** Stored entries **
━━━━━━━━━━━━━━━━━━━━

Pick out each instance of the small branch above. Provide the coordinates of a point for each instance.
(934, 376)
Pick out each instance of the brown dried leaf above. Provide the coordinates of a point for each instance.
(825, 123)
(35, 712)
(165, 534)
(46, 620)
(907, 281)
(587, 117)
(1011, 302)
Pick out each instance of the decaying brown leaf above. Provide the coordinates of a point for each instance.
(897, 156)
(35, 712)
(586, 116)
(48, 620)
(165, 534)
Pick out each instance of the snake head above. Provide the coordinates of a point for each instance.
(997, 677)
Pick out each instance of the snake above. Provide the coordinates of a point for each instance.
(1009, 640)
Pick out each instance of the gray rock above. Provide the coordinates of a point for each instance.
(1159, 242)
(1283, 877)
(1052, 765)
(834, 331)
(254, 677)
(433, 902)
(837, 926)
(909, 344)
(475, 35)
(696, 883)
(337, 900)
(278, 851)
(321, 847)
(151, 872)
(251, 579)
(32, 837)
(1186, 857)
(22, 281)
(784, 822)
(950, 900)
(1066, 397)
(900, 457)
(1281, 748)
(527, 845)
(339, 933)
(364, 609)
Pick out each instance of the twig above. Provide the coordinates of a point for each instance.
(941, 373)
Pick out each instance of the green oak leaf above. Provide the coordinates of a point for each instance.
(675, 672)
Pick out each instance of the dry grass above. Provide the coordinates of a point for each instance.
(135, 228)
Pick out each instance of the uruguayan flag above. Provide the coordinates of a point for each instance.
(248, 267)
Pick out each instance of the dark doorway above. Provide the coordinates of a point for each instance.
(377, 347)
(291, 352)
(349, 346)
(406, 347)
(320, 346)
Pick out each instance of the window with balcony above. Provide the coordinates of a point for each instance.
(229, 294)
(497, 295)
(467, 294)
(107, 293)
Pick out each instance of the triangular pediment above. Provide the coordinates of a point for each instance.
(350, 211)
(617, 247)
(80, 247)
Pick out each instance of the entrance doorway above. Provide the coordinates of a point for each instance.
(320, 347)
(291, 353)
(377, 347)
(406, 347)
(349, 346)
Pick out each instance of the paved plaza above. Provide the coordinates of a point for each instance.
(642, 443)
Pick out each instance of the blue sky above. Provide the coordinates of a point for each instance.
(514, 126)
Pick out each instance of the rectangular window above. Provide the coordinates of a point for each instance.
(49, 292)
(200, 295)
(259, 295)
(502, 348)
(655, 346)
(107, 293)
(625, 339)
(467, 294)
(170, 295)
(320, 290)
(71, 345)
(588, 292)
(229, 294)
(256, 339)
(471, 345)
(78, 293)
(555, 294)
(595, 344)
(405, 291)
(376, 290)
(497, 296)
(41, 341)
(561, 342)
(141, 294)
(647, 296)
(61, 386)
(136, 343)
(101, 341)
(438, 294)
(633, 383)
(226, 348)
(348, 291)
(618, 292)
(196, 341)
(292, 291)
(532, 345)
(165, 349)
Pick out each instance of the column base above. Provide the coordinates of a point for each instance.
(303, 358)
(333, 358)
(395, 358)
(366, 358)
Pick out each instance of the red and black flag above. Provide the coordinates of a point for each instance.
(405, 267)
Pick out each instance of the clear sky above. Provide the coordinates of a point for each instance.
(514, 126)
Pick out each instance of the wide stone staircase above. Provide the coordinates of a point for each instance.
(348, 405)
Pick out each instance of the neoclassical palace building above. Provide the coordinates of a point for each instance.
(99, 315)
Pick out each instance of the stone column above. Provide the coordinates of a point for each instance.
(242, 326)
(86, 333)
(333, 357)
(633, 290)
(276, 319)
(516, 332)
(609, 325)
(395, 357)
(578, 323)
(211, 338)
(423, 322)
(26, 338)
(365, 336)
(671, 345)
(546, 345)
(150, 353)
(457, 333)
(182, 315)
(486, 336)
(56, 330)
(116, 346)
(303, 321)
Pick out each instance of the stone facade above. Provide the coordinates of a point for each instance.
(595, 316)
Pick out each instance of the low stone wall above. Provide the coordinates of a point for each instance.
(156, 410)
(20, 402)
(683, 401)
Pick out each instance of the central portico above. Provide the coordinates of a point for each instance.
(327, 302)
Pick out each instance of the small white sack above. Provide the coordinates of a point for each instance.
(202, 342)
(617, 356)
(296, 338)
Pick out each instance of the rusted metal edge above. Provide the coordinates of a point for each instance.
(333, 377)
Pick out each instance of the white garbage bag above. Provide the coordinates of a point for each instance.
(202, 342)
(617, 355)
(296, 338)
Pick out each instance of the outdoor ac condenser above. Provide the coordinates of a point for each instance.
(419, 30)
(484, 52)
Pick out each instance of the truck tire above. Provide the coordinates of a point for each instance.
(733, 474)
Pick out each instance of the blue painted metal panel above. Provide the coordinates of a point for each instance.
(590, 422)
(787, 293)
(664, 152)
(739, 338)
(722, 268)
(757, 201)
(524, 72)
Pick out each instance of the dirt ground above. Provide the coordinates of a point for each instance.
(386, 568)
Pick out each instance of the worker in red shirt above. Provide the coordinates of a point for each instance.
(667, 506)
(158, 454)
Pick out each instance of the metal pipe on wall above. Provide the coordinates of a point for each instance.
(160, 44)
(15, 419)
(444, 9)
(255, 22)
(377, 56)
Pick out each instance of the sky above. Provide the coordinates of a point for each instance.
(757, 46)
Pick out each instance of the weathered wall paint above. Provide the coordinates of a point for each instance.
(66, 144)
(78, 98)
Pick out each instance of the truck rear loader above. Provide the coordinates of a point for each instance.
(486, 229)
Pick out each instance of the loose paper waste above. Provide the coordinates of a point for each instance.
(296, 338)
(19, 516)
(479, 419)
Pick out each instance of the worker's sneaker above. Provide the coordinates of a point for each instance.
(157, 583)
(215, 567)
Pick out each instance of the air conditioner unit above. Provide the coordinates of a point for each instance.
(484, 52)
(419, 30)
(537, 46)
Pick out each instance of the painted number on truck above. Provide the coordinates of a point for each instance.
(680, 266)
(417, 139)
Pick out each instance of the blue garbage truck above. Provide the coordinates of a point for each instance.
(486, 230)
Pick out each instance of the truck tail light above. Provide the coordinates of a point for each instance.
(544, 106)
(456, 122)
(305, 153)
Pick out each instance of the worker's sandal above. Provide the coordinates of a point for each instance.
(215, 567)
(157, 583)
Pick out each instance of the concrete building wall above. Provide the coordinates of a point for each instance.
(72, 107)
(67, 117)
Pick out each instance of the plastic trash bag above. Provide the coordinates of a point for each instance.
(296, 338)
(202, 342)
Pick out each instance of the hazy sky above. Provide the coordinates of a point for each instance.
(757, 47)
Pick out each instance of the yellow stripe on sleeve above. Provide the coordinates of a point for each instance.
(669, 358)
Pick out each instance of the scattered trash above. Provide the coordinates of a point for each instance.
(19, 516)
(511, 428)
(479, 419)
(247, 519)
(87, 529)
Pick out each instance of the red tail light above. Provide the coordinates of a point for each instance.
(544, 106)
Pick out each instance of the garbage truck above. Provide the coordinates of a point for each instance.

━━━━━━━━━━━━━━━━━━━━

** Description of the task **
Please write out the data again exactly as it stands.

** Exercise solution **
Pick out each instance of the small branch above. Provide the coordinates of a point for each instance.
(934, 376)
Pick out each instance of the brown dried leaf above. Provide the coordinates of a point for each instance.
(825, 123)
(35, 712)
(165, 534)
(46, 620)
(907, 281)
(587, 117)
(1011, 302)
Pick out each instance of the decaying brown leaf above. Provide the coordinates of a point for each instance.
(897, 156)
(35, 712)
(586, 116)
(48, 620)
(165, 534)
Pick out each instance of the snake head above. Provide the coordinates of a point for each instance.
(997, 677)
Pick out each instance of the snake above. Provide the coordinates of a point for each instance.
(1009, 640)
Pick out each instance of the gray rock above. Provide the coordinates of a point for each instance.
(1159, 242)
(1283, 877)
(1052, 765)
(834, 331)
(254, 677)
(433, 902)
(837, 926)
(909, 344)
(475, 35)
(696, 883)
(337, 900)
(278, 851)
(321, 847)
(151, 872)
(251, 579)
(32, 837)
(1186, 857)
(22, 281)
(784, 822)
(950, 900)
(1066, 397)
(900, 457)
(1281, 748)
(527, 845)
(339, 933)
(364, 609)
Pick out each instance of the twig above. Provide the coordinates of a point for each instance.
(941, 373)
Pick out each instance of the green oak leaf above. Provide the coordinates of a point for each instance.
(675, 672)
Pick out each instance of the dry grass above. Provide the coordinates of a point for each instance.
(135, 228)
Pick out each instance of the uruguayan flag above. Provide the coordinates of a point for each instance.
(248, 267)
Pick out each instance of the dark doorway above. Provide the coordinates of a point for each instance.
(377, 347)
(291, 352)
(349, 346)
(406, 347)
(320, 346)
Pick out each instance of the window with balcony above. Provide the coordinates of a point for each instance.
(229, 294)
(497, 295)
(467, 294)
(107, 293)
Pick out each instance of the triangular pediment above. Provide the coordinates of a point for each instance.
(350, 211)
(617, 247)
(80, 247)
Pick out each instance of the entrance doorway above. Provide the coordinates of a point for each instance.
(320, 347)
(291, 353)
(377, 347)
(406, 347)
(349, 346)
Pick out each instance of the paved plaza above. Provide the coordinates of a point for each instance.
(642, 443)
Pick out each instance of the blue sky above. Provide the coordinates of a point for each instance.
(514, 126)
Pick out each instance of the rectangular window above. Provide the coordinates of a point for each instance.
(49, 292)
(200, 295)
(259, 295)
(502, 348)
(655, 346)
(107, 293)
(625, 339)
(467, 294)
(170, 295)
(320, 290)
(71, 345)
(588, 292)
(229, 294)
(256, 339)
(471, 345)
(78, 293)
(555, 294)
(595, 344)
(405, 291)
(376, 290)
(497, 296)
(41, 341)
(561, 342)
(141, 294)
(647, 296)
(61, 386)
(136, 343)
(101, 341)
(438, 294)
(633, 383)
(226, 348)
(348, 291)
(618, 292)
(196, 341)
(292, 291)
(532, 345)
(165, 349)
Pick out each instance of the column base above. Provide the coordinates of a point for each instance.
(303, 358)
(333, 358)
(395, 358)
(366, 358)
Pick out each instance of the red and black flag above. Provide the coordinates of a point for each instance.
(405, 267)
Pick out each instance of the clear sky above. Provide the coordinates of a point for each instance.
(514, 126)
Pick out each instance of the wide stone staircase above. Provide the coordinates of a point for each instance.
(348, 405)
Pick out each instance of the neoclassical palace building above. Provide the coordinates of a point for each instance.
(99, 315)
Pick out each instance of the stone column above. Provide the coordinates of a point for each instance.
(242, 326)
(86, 333)
(333, 357)
(633, 290)
(276, 319)
(516, 332)
(609, 325)
(395, 357)
(578, 323)
(211, 338)
(423, 322)
(26, 338)
(365, 336)
(671, 345)
(546, 345)
(150, 353)
(457, 333)
(182, 315)
(486, 336)
(56, 330)
(116, 346)
(303, 321)
Pick out each instance of the stone facade above. Provide the coordinates of a point for each instance.
(595, 316)
Pick out each instance of the low stone wall above. Provide the coordinates of a point for each instance.
(156, 410)
(20, 402)
(683, 401)
Pick out each instance of the central portico above. Provide the coordinates of a point for each instance.
(327, 302)
Pick out each instance of the small white sack above. Provide the coordinates of a point for each instance.
(202, 342)
(617, 356)
(296, 338)
Pick out each instance of the rusted metal edge above. Provide the coordinates of a point for each instance.
(333, 377)
Pick out each instance of the white garbage bag above. Provide the coordinates of a point for each instance.
(202, 342)
(617, 355)
(296, 338)
Pick out each instance of the outdoor ac condenser above. Provide the coordinates of a point for each instance.
(419, 30)
(484, 52)
Pick out each instance of the truck tire above. Provide the coordinates of a point for each instance.
(733, 474)
Pick out each instance of the blue painted metal panel above. Provide the coordinates of a point for each instance.
(590, 422)
(787, 293)
(664, 152)
(739, 338)
(722, 268)
(757, 201)
(524, 72)
Pick out each instance of the dirt ground above. Provide the coordinates of a point for each instance.
(386, 568)
Pick out each instance of the worker in red shirt above. Provide the coordinates of a point for each instance.
(667, 506)
(158, 454)
Pick out each instance of the metal pipe on wall above. Provide the coordinates of a point for each instance.
(160, 44)
(15, 419)
(444, 9)
(255, 22)
(377, 56)
Pick out each instance of the sky above. Provide the coordinates of a point for each instance.
(757, 46)
Pick out each instance of the weathered wall paint above. Provide the coordinates of a point for each instance.
(66, 144)
(78, 98)
Pick out each instance of the truck rear loader above. Provide the coordinates of a point for each instance.
(486, 229)
Pick out each instance of the loose paper waste above. Provide the coordinates of a point for each instance.
(296, 338)
(19, 516)
(479, 419)
Pick out each instance of the worker's sneaker above. Provide the coordinates of a point for each instance.
(157, 583)
(215, 567)
Pick out each instance of the air conditioner unit above. Provide the coordinates of a point for each instance.
(484, 52)
(419, 30)
(537, 46)
Pick out each instance of the painted number on truck above. Provide the coordinates of a point for each instance.
(680, 266)
(417, 139)
Pick out each instance of the blue garbage truck above. Provide the coordinates of a point for each instance.
(486, 230)
Pick out each instance of the truck tail light above. Provide the coordinates of a point for each instance.
(544, 106)
(456, 122)
(305, 153)
Pick out each instance of the worker's sandal above. Provide the coordinates of a point for each instance.
(215, 567)
(157, 583)
Pick out each instance of the concrete building wall above. Provide the coordinates of a point for each instance.
(72, 107)
(67, 117)
Pick out each instance of the plastic trash bag above. Provide the coordinates of a point for each instance.
(296, 338)
(202, 342)
Pick out each instance of the hazy sky above. Provide the coordinates of a point for each instance.
(757, 47)
Pick out each instance of the yellow stripe on sleeve above. Provide the coordinates of a point for each instance.
(669, 358)
Pick out each instance of the scattered trash above. Provide the coordinates of a point for each instance.
(19, 516)
(511, 428)
(479, 419)
(247, 519)
(87, 529)
Pick out each instance of the red tail light above. Provide the coordinates of a point for each instance.
(544, 106)
Pick out each instance of the garbage truck above. Provide the coordinates of a point for each instance.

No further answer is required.